» **Directions for this task**: Write out the entries below exactly, starting at the first line and stopping after the line that contains "Task: find each instance of the broad"; skip all pictures.

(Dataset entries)
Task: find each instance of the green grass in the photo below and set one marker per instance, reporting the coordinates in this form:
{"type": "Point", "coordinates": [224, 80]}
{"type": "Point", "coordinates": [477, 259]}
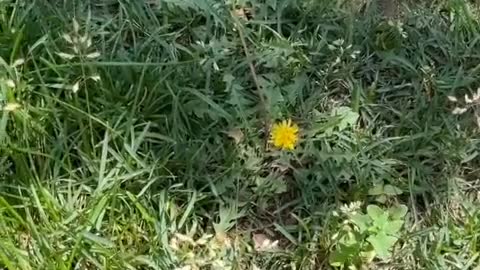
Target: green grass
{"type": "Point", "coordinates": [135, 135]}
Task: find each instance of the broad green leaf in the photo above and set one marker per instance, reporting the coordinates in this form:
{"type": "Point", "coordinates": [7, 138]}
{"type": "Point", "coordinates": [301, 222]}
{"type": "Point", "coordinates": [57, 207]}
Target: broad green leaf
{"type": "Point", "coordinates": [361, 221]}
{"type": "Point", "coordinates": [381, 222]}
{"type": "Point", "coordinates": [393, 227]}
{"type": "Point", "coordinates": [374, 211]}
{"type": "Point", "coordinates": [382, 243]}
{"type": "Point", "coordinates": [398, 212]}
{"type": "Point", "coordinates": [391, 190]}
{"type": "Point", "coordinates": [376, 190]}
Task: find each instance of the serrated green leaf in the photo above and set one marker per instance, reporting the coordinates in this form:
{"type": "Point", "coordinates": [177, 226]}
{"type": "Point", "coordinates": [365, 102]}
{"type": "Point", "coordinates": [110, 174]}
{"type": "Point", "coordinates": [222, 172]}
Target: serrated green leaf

» **Task solution**:
Task: find each instance of the green grass in the photo below and set one marker per instance, reporting the coordinates in this form:
{"type": "Point", "coordinates": [224, 80]}
{"type": "Point", "coordinates": [477, 259]}
Target: green grass
{"type": "Point", "coordinates": [135, 135]}
Task: find each instance of the broad green leaf in the photo above and set one marker per instance, reporting the coordinates in this form:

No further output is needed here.